Exercise brief:
Extract every line of the rows below and copy each one word for word, leaving the pictures out of your answer.

(A block of data)
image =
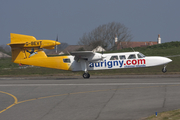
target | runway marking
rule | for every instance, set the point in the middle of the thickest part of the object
(16, 100)
(89, 84)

Response to this task:
image =
target | runway marking
rule | for every instance, set the point in the middle of the thickest part of the object
(16, 100)
(89, 84)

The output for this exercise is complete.